Given instruction>
Revise the records below by replacing "draws" with "traces" throughout and leaving all other text unchanged.

Contour annotation records>
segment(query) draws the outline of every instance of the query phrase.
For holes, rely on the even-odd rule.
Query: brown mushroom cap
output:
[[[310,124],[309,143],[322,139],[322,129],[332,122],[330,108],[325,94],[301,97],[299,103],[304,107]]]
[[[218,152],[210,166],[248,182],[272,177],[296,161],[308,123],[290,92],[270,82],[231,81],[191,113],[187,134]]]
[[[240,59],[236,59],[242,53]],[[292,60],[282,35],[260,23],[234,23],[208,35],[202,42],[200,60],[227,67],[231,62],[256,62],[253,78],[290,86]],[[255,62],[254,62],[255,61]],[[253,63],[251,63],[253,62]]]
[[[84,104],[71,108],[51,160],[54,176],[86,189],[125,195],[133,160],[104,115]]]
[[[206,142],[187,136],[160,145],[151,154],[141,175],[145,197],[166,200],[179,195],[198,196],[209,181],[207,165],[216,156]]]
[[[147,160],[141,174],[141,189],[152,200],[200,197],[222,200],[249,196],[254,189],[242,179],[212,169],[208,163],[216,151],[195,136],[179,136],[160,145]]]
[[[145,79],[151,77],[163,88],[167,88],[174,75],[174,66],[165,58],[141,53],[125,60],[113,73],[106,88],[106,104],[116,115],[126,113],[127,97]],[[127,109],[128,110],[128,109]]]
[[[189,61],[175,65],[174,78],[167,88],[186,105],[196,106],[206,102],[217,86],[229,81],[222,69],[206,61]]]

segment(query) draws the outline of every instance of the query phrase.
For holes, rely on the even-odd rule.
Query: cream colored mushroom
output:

Output of the task>
segment(query) traces the outline of every instance of the query phrase.
For holes, rely on the even-odd rule.
Query: brown mushroom cap
output:
[[[310,124],[309,143],[322,139],[322,129],[332,122],[330,108],[325,94],[301,97],[299,103],[304,107]]]
[[[218,152],[210,166],[248,182],[272,177],[296,161],[308,123],[290,92],[270,82],[231,81],[191,113],[187,134]]]
[[[240,59],[236,59],[242,53]],[[292,60],[282,35],[260,23],[234,23],[208,35],[202,42],[200,60],[227,67],[231,62],[256,62],[253,78],[290,86]],[[255,62],[254,62],[255,61]],[[253,63],[251,63],[253,62]]]
[[[84,104],[71,108],[51,160],[54,176],[86,189],[125,195],[133,160],[104,115]]]
[[[206,142],[187,136],[160,145],[151,154],[141,175],[145,197],[166,200],[179,195],[198,196],[209,181],[207,165],[216,156]]]
[[[147,160],[141,174],[141,189],[152,200],[200,197],[222,200],[249,196],[254,189],[242,179],[212,169],[208,163],[216,151],[195,136],[179,136],[160,145]]]
[[[145,79],[151,77],[163,88],[167,88],[174,75],[174,66],[165,58],[141,53],[125,60],[113,73],[106,88],[106,104],[116,115],[126,113],[127,97]],[[127,109],[128,110],[128,109]]]
[[[189,61],[175,65],[174,78],[167,88],[186,105],[196,106],[206,102],[217,86],[229,81],[222,69],[206,61]]]

segment(query) traces the outline of every instance of the query phrase.
For holes, rely on the even-odd rule.
Query: cream colored mushroom
output:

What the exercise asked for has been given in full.